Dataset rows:
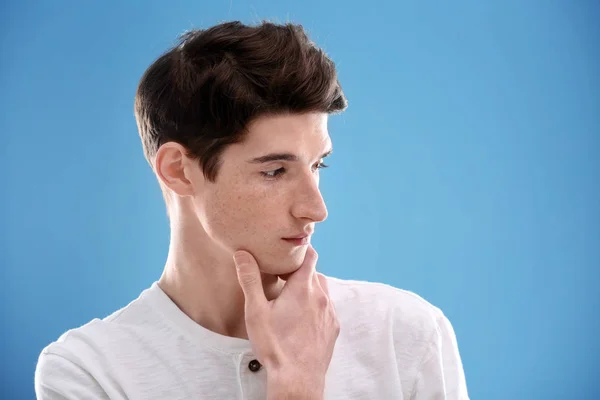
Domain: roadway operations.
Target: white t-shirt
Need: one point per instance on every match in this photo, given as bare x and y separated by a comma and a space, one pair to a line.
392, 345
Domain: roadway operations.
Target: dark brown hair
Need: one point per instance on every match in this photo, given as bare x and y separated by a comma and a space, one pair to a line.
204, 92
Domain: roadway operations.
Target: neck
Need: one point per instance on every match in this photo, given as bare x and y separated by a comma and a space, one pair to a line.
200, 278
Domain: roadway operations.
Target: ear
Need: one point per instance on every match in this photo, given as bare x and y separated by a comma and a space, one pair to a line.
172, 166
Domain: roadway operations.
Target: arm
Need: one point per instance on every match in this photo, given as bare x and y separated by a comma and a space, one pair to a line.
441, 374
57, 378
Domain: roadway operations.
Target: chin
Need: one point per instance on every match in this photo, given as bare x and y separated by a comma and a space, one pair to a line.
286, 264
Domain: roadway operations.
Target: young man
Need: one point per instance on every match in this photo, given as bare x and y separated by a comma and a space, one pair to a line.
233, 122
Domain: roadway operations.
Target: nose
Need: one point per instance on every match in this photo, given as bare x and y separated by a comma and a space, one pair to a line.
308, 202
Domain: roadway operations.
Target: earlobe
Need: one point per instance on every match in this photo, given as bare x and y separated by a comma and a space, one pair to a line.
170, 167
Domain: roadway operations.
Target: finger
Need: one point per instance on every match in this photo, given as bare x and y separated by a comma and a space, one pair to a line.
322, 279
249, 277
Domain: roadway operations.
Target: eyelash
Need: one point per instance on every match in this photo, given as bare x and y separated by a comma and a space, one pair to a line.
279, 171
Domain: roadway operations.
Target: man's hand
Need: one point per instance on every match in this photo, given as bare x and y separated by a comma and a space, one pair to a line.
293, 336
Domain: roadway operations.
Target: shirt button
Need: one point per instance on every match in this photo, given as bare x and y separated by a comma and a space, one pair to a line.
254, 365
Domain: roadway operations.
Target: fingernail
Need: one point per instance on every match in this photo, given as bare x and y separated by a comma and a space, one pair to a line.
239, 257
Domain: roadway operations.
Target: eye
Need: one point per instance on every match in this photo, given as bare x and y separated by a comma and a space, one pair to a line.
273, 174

Aim of the exercise: Please pick out and copy every line of the records above that contains the string "shirt". Case counts.

Answer to this task:
Target: white t-shirt
Target: shirt button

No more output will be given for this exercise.